-- begin --

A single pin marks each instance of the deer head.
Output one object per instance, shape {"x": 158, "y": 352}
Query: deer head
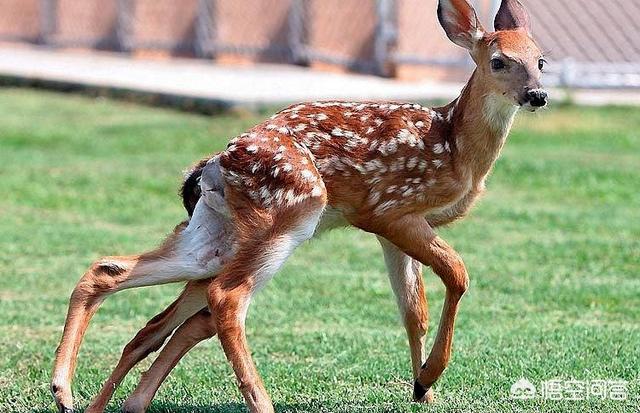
{"x": 508, "y": 60}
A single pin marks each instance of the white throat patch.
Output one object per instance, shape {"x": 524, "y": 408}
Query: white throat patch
{"x": 499, "y": 113}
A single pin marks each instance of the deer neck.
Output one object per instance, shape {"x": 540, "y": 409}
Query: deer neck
{"x": 480, "y": 123}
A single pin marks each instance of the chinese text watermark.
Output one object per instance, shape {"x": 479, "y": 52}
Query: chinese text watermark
{"x": 558, "y": 389}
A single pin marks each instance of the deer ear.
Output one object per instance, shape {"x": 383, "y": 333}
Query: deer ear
{"x": 512, "y": 16}
{"x": 460, "y": 22}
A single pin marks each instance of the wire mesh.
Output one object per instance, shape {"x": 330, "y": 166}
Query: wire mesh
{"x": 589, "y": 43}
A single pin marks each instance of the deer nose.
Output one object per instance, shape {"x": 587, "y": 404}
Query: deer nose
{"x": 537, "y": 97}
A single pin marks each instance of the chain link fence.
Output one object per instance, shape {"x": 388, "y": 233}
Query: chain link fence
{"x": 589, "y": 43}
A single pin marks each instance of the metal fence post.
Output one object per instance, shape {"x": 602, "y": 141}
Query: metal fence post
{"x": 297, "y": 31}
{"x": 205, "y": 29}
{"x": 48, "y": 20}
{"x": 384, "y": 36}
{"x": 124, "y": 25}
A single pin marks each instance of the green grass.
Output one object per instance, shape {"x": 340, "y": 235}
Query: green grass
{"x": 553, "y": 251}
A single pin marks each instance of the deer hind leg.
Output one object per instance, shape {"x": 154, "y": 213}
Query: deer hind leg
{"x": 266, "y": 239}
{"x": 196, "y": 329}
{"x": 195, "y": 251}
{"x": 152, "y": 337}
{"x": 405, "y": 274}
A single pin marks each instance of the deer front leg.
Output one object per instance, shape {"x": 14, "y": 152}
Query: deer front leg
{"x": 416, "y": 238}
{"x": 151, "y": 337}
{"x": 405, "y": 274}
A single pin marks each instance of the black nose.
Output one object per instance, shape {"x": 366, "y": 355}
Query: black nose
{"x": 537, "y": 97}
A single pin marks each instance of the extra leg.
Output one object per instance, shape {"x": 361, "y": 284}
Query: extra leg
{"x": 198, "y": 328}
{"x": 266, "y": 241}
{"x": 405, "y": 274}
{"x": 416, "y": 238}
{"x": 151, "y": 338}
{"x": 194, "y": 251}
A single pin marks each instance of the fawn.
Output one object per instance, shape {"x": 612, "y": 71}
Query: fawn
{"x": 391, "y": 169}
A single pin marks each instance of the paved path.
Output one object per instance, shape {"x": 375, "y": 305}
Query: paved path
{"x": 249, "y": 86}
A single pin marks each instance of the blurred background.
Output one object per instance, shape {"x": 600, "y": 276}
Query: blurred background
{"x": 590, "y": 44}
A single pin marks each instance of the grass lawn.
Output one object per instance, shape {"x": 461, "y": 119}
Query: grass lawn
{"x": 553, "y": 252}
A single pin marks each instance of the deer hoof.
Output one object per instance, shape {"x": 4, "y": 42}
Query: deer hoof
{"x": 422, "y": 394}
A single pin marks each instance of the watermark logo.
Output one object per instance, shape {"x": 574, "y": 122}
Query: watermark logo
{"x": 523, "y": 389}
{"x": 558, "y": 389}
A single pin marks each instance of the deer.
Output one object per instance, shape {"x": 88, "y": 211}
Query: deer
{"x": 396, "y": 170}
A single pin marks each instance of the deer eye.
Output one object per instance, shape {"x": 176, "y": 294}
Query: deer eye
{"x": 497, "y": 64}
{"x": 541, "y": 64}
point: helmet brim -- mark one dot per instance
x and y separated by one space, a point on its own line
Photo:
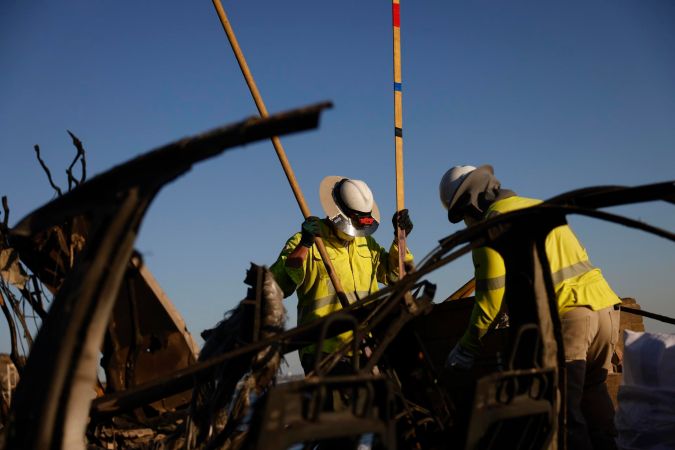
339 218
466 182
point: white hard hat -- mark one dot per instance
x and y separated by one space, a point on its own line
450 183
349 205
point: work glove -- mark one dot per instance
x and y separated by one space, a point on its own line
311 228
459 359
403 219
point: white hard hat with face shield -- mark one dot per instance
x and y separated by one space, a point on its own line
464 191
349 205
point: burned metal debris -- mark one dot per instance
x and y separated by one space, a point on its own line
159 394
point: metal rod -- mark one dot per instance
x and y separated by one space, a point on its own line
398 131
276 142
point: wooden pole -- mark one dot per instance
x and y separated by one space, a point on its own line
398 131
276 142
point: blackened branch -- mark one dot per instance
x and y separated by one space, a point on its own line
46 169
79 156
5 207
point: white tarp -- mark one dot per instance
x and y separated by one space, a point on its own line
645 419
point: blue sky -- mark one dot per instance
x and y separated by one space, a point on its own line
555 95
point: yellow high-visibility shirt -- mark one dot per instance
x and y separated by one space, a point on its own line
576 281
360 265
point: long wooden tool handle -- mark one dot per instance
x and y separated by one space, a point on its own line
276 142
398 131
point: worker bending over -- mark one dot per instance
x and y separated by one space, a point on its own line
590 323
359 261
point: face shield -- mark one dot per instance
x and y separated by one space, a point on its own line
337 194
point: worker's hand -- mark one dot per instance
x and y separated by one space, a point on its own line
311 228
460 359
402 219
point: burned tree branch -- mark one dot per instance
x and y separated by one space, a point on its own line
22 320
79 156
14 353
46 169
5 207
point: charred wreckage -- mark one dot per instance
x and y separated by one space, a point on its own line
161 392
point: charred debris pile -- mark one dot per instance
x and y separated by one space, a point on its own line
78 300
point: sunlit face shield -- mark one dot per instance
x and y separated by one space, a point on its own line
346 220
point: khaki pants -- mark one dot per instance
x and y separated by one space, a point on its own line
589 339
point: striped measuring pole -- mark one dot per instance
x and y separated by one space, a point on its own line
398 128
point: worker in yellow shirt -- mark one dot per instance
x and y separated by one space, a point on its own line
590 322
359 261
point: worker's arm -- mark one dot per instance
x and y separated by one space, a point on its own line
490 281
387 268
289 268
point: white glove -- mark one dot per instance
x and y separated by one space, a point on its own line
459 358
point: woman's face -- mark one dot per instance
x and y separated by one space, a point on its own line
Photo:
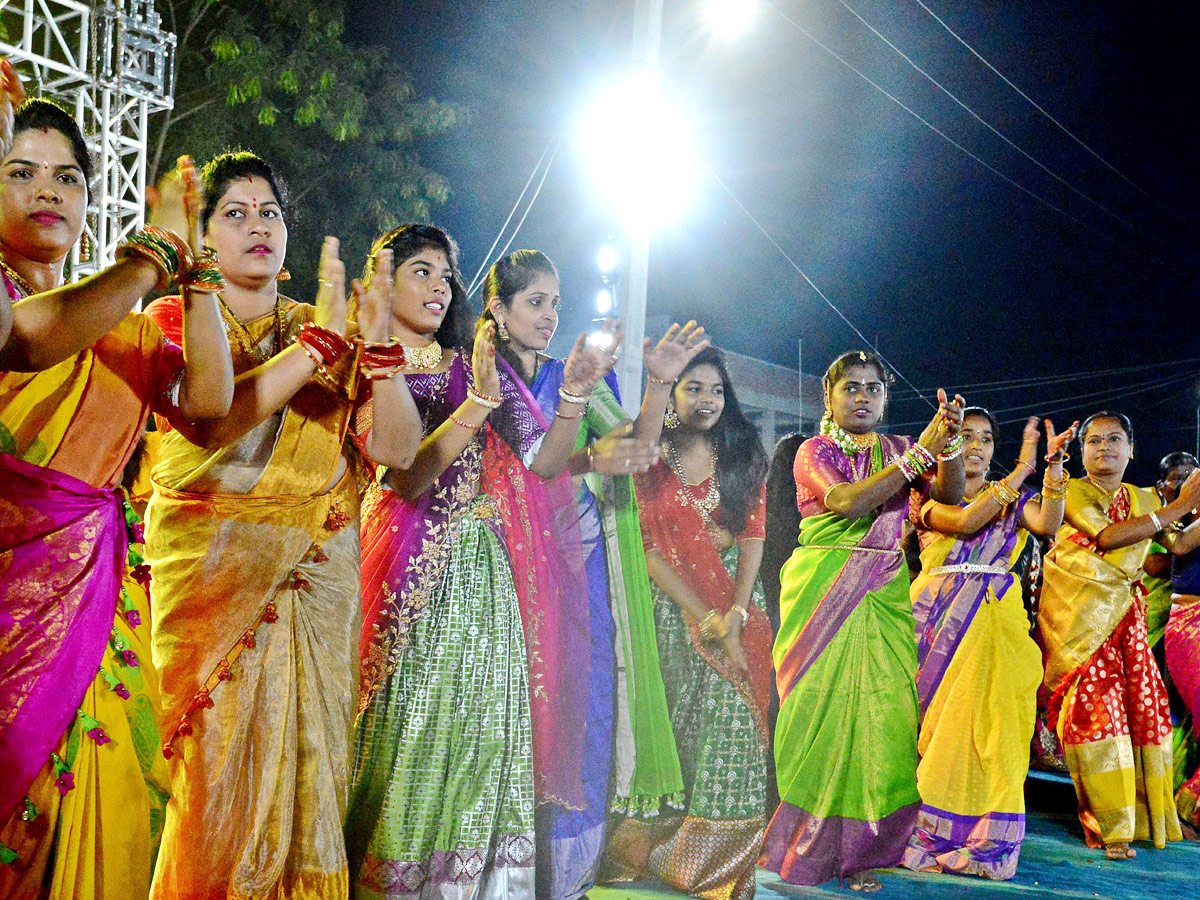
421 292
533 316
43 198
857 399
1169 487
1107 448
247 232
700 397
979 445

-- end --

Stated exercise: Do not include pictures. Copy only the lines running from the line with "point: charred wreckage" through the last line of the records, exactly as they appear.

Exercise response:
point: charred wreckage -- mark one dot per instance
x and y separated by one space, a point on its own line
161 392
point: charred debris pile -- mark one dot per instance
x and y separated by one space, a point on its own line
78 300
point: sunlit face shield -- mark one dot per instance
x and y separated by one space, a point on its own line
346 220
point: khaki pants -- mark one dot per instance
x and y separated by one space, a point on its own line
589 339
point: striped measuring pole -- mark one dot per instance
x and y separated by one space, a point on its own line
398 128
point: worker in yellow shirt -- mark one dot per instance
x and y separated by one space, a point on its own line
590 322
359 261
point: worker's arm -- mark one dot per instance
x and y separated by one space, a point on its own line
490 281
387 268
289 268
point: white glove -- mark one dot per instance
x and y separated by one space, a point on its own line
459 358
point: woman's face -- mark one dot per instance
x and y separated by one space, a point on its own line
Photo:
421 292
533 316
43 198
857 399
1169 487
1107 448
247 232
700 397
979 445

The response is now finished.